Source text:
_ _ _ _ _ _ _

# Best approach to sample volumes.



## d.healey (Jun 4, 2013)

Hello,

A query regarding volume levels in sampled instruments.

When normalizing and mapping samples is it preferred to have the instrument behave realistically with regard to volume level.

A good example is an Irish/tin/penny whistle. On this instrument it is impossible to play the lowest note loudly or the highest note softly, because of the way the instrument works. However in Kontakt I can easily normalize the samples so that any notes can be played from PPP to FFF and even have timbral changes using EQ. But this isn't realistic and I feel it may hamper composers efforts to achieve realism in their compositions. 

What is the most common approach to dealing with this sort of issue. Should I normalize the samples to keep the volumes and timbre realistic, limiting the higher notes to the louder dynamics and the lower notes to the softer, or should I go for the whole dynamic range for all notes?

Thanks.


----------



## mistermikev (Jun 4, 2013)

just my humble two cents here... but why not both?
Theorhetorically (I'm making words today) you could just have a realism/studio mode switch and then restrict the relevant velocity ranges for the top and low notes.

Honestly, I'm not a guy who uses much other than bass, drums, and keys so maybe I'm not the best to comment but it always seems to me that (at least with regard to the aforementioned list) velocity and rr layered is a must.


----------



## d.healey (Jun 5, 2013)

I was considering that approach, but I was more interested in the current methods employed by others.


----------



## Justin Miller (Jun 5, 2013)

Most old school libraries (EWQLSO, VSL, etc.) are normalized sample pools like you mentioned. Listen to the demos for those libraries and you'll notice it sounds a little more mechanical, but more in your face. Newer libraries like the Hollywood series, Spitfire stuff, Project Sam aren't normalizing their sample pools apparently. This definitely helps for large groups, as it helps for representing the distance of instruments better. The guy before mentioned having the normalized pool for a more studio sound, which isn't a bad idea. You could get that out of using a compressor though. I don't think there's a right way. Just imagine what context it will be mixed in and how you picture it sitting in that mix.


----------



## d.healey (Jun 5, 2013)

Thanks Justin,

A follow up question to your response.

If I didn't normalize my samples would I set up my recording levels for the loudest sample I wanted to record, and record everything with the mic and fader at the same position? 

My only concern with this method is the quiet notes might not be picked up as well as the loud notes, but if I calibrate for the quiet notes then the loud notes will clip.


----------



## StraightAheadSamples (Jun 13, 2013)

Our opinion and method is to not adjust volume at all. So yes, we find the loudest velocity/volume and record everything with that same setting. It makes for much more natural dynamics, and, I think, it's easier because you can trust that the relationships between dynamic layers is accurate. Just our way of doing things.


----------



## germancomponist (Jun 13, 2013)

_ _ _ _ _ _ _

Material provided:
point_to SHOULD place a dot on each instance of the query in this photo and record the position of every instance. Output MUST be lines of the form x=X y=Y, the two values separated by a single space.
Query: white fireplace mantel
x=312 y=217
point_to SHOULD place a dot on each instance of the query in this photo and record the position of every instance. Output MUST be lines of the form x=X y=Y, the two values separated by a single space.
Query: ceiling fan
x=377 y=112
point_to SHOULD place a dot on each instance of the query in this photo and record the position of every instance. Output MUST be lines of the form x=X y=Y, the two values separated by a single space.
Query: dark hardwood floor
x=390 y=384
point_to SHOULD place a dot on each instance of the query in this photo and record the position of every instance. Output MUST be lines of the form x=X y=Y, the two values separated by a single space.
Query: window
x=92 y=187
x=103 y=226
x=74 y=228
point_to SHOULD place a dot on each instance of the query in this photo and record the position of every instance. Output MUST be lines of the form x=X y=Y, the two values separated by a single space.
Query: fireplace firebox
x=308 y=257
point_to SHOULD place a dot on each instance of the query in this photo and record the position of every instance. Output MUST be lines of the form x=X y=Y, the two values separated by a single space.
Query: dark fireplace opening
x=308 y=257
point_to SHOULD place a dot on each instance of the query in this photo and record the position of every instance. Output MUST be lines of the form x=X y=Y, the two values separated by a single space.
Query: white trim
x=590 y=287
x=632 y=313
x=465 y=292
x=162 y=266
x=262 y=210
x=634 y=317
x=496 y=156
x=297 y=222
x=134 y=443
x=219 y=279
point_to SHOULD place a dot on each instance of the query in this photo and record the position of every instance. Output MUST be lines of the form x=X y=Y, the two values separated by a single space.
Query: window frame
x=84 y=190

_ _ _ _ _ _ _

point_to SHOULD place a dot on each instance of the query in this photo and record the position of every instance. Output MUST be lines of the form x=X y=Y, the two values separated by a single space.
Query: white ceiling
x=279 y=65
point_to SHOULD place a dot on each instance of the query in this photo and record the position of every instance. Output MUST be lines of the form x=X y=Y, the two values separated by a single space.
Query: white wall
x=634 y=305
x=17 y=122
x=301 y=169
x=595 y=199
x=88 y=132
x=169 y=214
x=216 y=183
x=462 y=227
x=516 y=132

_ _ _ _ _ _ _

Problems to solve:
a - In the forum thread on sample volumes, why does the original poster think normalizing the tin whistle samples might be a problem?
b - Pull out every line of the entries that contains the string "dark", matching case exactly.

Responses to the exercise:
a - On a real whistle, the lowest note can't be played loudly and the highest note can't be played softly. Normalizing would let every note play from PPP to FFF, which isn't realistic. The poster feels this could hamper composers trying to make their compositions sound realistic.

b -
Query: dark hardwood floor
Query: dark fireplace opening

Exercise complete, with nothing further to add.